__TEXT SECTION__
________________________

The nurses, members of the Massachusetts Nurses Association, along with other caregivers from Tenet facilities in California, who are represented by the National Union of Healthcare Workers, as well as healthcare and labor activists from across the country, will hold a press conference on July 7 at noon, which will mark the 122nd day nurses will be on strike against Tenet. 

Nurses are bringing a giant, 16-foot-long petition signed by more than 700 striking nurses and will attempt to deliver the petition to Tenet’s CEO Ron Rittenmeyer. They will also call out Tenet for its blatant misuse of more than $2.6 billion in taxpayer-supported pandemic funding from the CARES Act stimulus package – funding that was supposed to be used by hospitals to provide PPE, staffing and other resources to respond to the COVID-19 pandemic, yet in Tenet’s hands was used to fund corporate expansion, pay down debt, buy back stock for executes and, in the words of CEO Rittenmyer as reported in the Dallas Morning News in April of 2020, “to maximize our cash position.”

________________________

Collected data entries:
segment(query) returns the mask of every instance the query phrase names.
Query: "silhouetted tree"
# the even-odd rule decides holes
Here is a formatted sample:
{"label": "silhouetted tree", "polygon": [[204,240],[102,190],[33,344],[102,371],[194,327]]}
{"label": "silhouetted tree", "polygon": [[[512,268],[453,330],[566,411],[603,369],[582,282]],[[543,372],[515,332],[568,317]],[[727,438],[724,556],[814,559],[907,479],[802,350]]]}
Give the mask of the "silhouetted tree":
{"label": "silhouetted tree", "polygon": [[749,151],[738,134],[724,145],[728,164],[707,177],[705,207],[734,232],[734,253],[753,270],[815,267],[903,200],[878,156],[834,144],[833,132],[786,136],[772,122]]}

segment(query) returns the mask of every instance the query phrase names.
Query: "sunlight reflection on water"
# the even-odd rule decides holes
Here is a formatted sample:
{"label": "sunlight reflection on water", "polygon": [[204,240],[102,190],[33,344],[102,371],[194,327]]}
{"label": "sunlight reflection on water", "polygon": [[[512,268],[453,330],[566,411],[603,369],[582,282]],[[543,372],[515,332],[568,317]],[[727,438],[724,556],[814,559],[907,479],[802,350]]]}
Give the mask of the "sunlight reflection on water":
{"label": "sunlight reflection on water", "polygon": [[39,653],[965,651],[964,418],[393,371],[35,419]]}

________________________

__REQUIRED ACTION A__
Echo the stretch of the strike announcement from "The nurses, members" through "strike against Tenet." word for word.
__REQUIRED ACTION B__
According to the strike announcement, how many striking nurses signed the petition?
You will not need the items to complete the work here.

__TASK ANSWER A__
The nurses, members of the Massachusetts Nurses Association, along with other caregivers from Tenet facilities in California, who are represented by the National Union of Healthcare Workers, as well as healthcare and labor activists from across the country, will hold a press conference on July 7 at noon, which will mark the 122nd day nurses will be on strike against Tenet.

__TASK ANSWER B__
More than 700 striking nurses signed it.